#### SOAL LATIHAN
1. Tulis ulang teks sumber mulai dari "Saat mulai lelah" dan terus sampai "pakai malam itu.", dengan mengganti "kasur twin" menjadi "ranjang twin".
2. Menurut teks sumber, apa yang diberikan Sung-kyung kepada narator untuk dipakai malam itu selain baju dan celana santai?

#### TEKS SUMBER
Saat mulai lelah karena tipsy, Sung-kyung mengajak istirahat di kamarnya sekalian menunggu pagi. Dengan sopan juga, dia membiarkan saya melemparkan badan ke kasur twin di sebelahnya. Tidak seperti para bule yang dengan leluasa buka baju di kamar, doi malah permisi ke toilet saat mengganti celana dan baju. Doi juga sampai sengaja menawari saya baju dan celana santai, serta dengan anehnya, memberikan sikat gigi baru untuk saya pakai malam itu.
"I know, it's weird," katanya.
Ini yang saya suka dengan cowok seperti dia, super inisiatif! Tanpa harus bertanya atau disuruh dulu, kelakuannya kadang sulit diprediksi. Selain sangat gesit memesan minuman, Sung-kyung juga tidak malu membawakan tas, memegangi gelas saya, hingga benar-benar peduli dengan hal-hal kecil, seperti menggantung blus saya dengan rapih ke lemari padahal blus tersebut sengaja saya letakkan di lantai.

#### ENTRI TERAMBIL
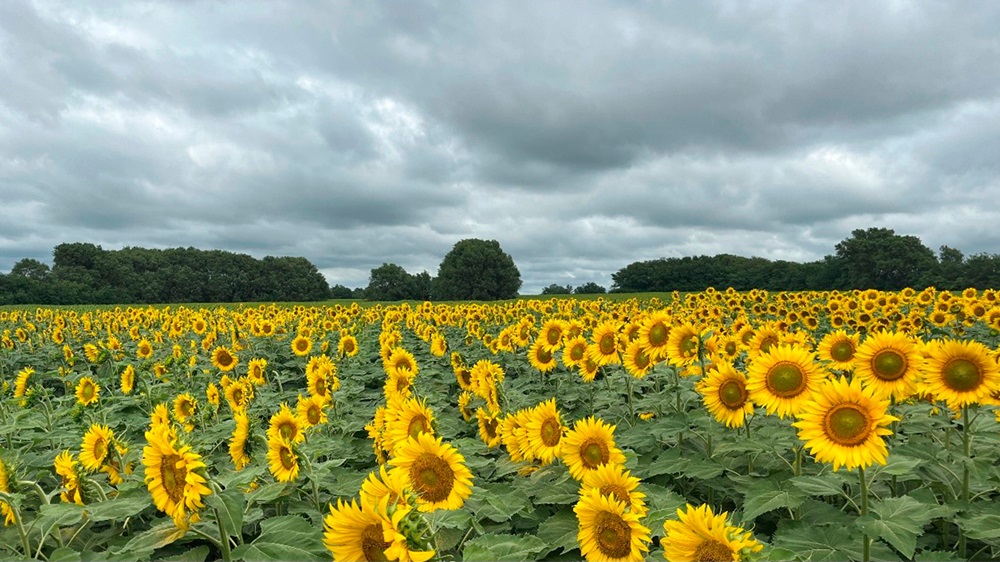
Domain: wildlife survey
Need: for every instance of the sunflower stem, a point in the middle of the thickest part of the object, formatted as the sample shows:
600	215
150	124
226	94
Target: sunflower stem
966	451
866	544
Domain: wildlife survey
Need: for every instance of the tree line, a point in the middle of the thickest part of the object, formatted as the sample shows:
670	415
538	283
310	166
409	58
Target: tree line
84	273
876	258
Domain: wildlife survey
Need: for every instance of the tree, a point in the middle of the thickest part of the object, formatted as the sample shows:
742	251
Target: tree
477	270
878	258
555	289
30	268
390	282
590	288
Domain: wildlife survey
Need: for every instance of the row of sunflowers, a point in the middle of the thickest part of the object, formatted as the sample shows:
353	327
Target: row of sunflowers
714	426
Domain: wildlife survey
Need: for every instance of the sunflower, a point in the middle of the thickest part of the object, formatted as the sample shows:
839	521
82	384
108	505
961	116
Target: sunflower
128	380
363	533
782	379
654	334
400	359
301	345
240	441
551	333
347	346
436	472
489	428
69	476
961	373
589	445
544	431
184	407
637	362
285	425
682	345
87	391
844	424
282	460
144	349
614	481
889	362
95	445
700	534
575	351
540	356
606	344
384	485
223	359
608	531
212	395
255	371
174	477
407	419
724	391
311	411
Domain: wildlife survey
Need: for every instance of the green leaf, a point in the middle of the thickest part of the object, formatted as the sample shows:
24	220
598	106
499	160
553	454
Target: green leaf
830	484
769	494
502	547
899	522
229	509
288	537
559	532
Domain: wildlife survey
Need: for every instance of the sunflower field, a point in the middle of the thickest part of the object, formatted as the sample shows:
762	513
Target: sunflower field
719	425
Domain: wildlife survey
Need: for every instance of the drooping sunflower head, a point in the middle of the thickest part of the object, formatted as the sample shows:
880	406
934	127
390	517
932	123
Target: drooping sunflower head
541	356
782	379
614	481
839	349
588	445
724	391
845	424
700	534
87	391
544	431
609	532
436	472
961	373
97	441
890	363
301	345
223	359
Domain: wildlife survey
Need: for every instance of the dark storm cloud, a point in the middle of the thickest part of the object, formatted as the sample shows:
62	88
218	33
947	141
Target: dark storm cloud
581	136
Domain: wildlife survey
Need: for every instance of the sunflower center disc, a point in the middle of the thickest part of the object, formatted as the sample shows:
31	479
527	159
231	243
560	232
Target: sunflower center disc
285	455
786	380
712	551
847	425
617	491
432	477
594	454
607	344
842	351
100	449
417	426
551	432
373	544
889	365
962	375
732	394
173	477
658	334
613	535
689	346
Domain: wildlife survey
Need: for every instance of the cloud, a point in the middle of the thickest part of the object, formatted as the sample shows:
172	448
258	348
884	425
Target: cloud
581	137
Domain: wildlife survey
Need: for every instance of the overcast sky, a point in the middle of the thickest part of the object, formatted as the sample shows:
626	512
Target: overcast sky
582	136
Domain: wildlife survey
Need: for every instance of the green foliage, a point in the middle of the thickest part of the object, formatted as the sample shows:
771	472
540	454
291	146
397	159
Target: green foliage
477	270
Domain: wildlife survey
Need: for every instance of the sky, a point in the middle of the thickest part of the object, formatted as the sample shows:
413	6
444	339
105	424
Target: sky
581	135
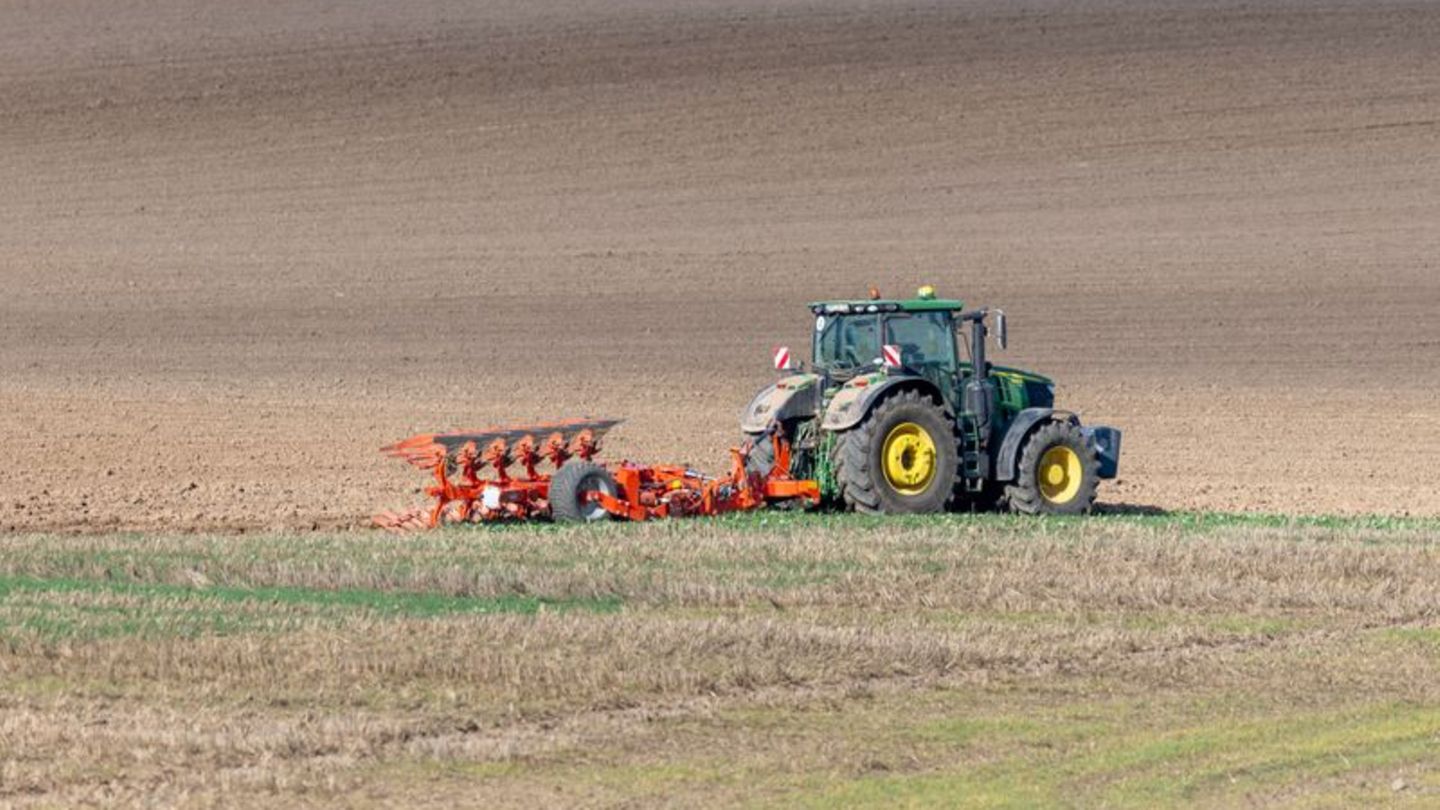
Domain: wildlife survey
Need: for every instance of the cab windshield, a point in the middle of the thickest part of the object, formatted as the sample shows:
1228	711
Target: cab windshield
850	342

...

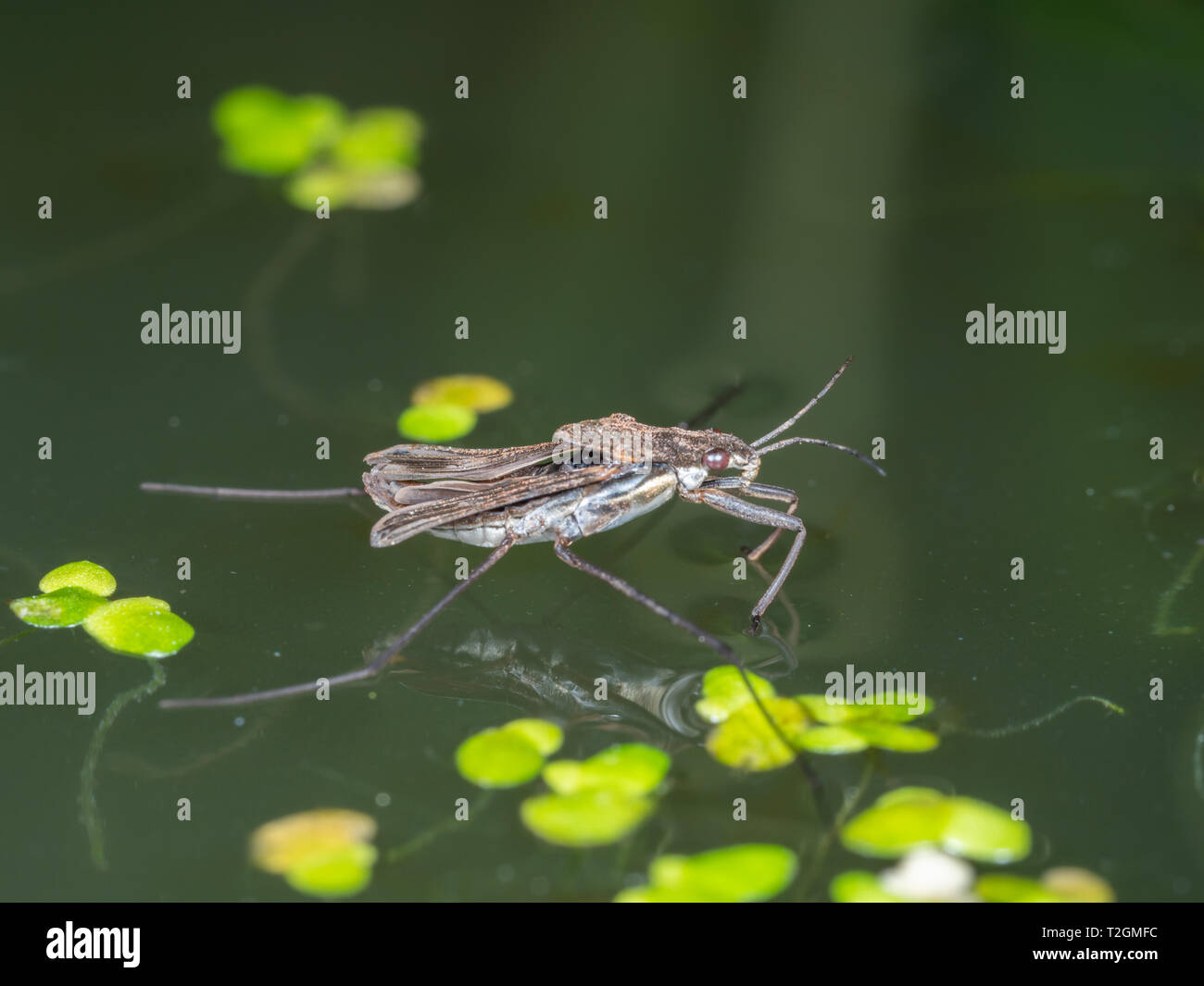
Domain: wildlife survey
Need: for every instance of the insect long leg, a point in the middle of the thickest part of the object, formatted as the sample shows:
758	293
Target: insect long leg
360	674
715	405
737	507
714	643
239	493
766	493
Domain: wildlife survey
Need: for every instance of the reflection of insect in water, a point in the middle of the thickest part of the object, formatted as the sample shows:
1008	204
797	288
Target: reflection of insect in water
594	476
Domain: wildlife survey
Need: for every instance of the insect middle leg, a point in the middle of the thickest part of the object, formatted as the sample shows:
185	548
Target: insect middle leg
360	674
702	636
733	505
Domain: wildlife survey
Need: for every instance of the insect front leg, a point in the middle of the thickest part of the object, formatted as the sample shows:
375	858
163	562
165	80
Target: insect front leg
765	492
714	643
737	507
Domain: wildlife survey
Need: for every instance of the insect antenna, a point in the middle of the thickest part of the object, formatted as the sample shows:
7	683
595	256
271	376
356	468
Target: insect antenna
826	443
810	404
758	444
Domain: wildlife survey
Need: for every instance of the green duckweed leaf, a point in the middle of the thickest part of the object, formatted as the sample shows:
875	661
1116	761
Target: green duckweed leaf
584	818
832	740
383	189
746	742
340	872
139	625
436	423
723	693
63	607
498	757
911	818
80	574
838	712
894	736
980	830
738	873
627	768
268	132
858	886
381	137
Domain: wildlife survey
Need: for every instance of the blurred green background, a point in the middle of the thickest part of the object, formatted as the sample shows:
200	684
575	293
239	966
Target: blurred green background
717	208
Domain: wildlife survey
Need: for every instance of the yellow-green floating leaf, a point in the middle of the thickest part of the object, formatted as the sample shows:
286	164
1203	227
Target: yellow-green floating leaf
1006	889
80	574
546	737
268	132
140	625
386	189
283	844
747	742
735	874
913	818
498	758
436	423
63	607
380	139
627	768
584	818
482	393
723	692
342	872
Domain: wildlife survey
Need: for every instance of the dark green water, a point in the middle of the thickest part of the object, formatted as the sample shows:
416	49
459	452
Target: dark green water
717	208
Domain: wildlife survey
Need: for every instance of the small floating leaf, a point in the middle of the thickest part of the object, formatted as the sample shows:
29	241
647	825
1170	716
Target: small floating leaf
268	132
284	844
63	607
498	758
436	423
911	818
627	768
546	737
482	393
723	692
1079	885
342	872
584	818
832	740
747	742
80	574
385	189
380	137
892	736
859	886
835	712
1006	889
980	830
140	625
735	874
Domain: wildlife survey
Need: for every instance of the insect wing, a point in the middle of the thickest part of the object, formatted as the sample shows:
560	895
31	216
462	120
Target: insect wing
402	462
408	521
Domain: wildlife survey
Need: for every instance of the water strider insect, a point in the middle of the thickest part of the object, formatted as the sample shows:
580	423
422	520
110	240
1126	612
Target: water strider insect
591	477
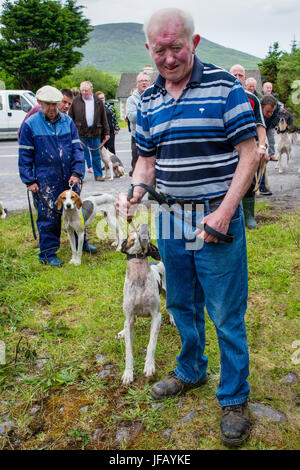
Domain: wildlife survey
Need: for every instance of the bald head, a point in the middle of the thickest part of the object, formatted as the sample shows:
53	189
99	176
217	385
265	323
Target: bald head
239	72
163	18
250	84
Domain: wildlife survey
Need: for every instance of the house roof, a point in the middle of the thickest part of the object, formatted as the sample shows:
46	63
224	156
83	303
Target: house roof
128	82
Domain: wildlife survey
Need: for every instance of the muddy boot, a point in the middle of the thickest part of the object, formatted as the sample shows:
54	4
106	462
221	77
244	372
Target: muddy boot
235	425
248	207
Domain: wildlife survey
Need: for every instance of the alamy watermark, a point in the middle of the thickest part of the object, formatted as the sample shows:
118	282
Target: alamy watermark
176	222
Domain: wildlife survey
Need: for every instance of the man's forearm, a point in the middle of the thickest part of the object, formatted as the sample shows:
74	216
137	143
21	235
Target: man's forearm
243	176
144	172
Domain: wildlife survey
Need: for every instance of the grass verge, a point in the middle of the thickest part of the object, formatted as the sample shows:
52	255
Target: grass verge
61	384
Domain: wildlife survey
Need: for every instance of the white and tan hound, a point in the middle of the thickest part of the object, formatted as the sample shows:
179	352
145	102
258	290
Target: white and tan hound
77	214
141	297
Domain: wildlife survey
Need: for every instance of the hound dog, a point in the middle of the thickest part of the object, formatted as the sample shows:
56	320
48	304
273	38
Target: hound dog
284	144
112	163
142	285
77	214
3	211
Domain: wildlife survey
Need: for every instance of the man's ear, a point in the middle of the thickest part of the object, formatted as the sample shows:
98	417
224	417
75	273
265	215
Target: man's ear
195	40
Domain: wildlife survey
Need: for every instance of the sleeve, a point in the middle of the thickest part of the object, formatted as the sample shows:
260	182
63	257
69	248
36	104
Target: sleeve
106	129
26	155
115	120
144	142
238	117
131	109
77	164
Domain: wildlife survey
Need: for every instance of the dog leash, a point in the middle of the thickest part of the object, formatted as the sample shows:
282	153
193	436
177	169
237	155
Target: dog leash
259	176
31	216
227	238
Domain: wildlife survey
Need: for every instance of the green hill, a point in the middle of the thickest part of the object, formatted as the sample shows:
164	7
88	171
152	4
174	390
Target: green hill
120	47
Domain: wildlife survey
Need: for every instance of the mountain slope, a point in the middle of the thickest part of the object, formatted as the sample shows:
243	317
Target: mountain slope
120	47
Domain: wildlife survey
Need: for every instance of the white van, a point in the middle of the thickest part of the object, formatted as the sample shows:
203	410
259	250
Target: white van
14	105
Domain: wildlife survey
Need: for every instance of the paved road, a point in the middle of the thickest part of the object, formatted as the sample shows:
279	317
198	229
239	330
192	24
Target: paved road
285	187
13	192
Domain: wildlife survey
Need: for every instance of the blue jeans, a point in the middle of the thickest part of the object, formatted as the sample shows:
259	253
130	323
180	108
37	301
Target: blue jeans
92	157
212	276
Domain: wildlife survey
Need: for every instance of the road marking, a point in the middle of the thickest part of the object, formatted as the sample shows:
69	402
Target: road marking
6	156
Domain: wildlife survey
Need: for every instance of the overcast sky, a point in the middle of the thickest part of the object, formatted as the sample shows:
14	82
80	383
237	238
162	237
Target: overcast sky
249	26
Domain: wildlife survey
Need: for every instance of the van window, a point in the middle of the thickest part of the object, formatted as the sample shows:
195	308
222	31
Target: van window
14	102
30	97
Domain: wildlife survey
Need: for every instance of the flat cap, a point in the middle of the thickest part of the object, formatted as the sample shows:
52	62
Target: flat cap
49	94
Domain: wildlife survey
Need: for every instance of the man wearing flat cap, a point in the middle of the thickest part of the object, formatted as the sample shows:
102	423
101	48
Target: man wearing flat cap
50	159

---

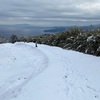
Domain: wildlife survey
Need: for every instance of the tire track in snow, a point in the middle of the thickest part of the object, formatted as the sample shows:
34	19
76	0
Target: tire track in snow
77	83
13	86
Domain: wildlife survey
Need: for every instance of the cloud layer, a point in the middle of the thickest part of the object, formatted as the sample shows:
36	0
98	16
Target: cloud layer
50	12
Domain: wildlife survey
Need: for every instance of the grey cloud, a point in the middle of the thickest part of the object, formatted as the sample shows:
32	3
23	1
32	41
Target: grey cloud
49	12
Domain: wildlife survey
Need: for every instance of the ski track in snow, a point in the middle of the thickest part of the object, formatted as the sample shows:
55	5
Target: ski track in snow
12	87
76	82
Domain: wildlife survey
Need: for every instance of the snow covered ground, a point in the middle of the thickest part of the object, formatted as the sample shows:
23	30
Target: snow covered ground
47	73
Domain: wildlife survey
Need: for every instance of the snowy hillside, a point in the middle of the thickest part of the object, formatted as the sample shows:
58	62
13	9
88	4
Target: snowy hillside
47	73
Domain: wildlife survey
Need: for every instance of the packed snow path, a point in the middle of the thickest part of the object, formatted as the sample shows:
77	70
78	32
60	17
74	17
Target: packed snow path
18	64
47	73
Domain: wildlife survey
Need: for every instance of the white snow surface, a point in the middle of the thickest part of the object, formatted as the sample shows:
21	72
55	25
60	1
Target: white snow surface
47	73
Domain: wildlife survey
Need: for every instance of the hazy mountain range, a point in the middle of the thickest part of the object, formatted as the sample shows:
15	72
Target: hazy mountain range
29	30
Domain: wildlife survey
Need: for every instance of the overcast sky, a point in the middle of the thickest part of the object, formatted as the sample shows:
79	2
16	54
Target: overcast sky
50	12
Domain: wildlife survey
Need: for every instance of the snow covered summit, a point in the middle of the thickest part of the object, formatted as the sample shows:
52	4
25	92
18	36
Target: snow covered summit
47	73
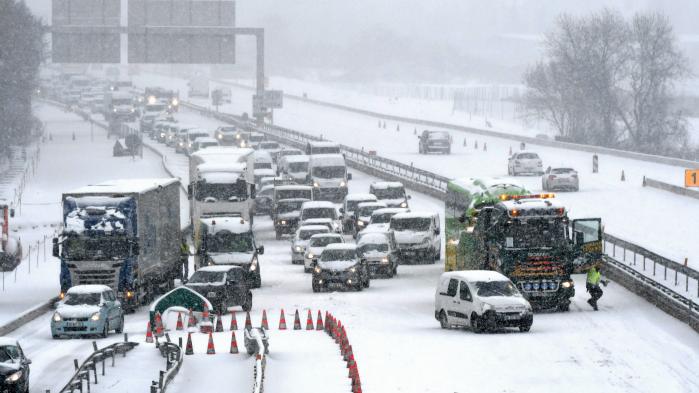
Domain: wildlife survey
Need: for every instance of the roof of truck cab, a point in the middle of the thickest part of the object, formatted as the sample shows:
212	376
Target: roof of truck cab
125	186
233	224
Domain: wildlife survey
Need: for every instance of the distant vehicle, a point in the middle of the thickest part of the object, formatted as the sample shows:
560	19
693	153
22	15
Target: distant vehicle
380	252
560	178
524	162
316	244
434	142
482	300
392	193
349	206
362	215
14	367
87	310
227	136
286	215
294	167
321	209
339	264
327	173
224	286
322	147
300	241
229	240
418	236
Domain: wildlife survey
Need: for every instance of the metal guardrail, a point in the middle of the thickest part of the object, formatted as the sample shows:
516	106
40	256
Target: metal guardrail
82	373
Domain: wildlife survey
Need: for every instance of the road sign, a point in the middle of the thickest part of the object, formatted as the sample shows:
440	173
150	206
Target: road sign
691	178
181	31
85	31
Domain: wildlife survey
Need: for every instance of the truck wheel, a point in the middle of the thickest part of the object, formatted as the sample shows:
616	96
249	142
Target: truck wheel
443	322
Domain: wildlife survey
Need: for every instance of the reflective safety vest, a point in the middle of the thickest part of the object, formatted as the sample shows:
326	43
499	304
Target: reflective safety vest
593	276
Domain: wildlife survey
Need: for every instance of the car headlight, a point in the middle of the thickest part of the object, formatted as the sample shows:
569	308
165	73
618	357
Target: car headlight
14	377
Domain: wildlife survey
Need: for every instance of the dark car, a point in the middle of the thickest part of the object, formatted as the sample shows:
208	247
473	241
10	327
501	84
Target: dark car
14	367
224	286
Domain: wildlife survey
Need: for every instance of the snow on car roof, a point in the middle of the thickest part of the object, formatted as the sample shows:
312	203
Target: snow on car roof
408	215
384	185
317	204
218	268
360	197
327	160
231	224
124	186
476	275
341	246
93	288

#### JAWABAN
1.
Saat mulai lelah karena tipsy, Sung-kyung mengajak istirahat di kamarnya sekalian menunggu pagi. Dengan sopan juga, dia membiarkan saya melemparkan badan ke ranjang twin di sebelahnya. Tidak seperti para bule yang dengan leluasa buka baju di kamar, doi malah permisi ke toilet saat mengganti celana dan baju. Doi juga sampai sengaja menawari saya baju dan celana santai, serta dengan anehnya, memberikan sikat gigi baru untuk saya pakai malam itu.

2. Sikat gigi baru.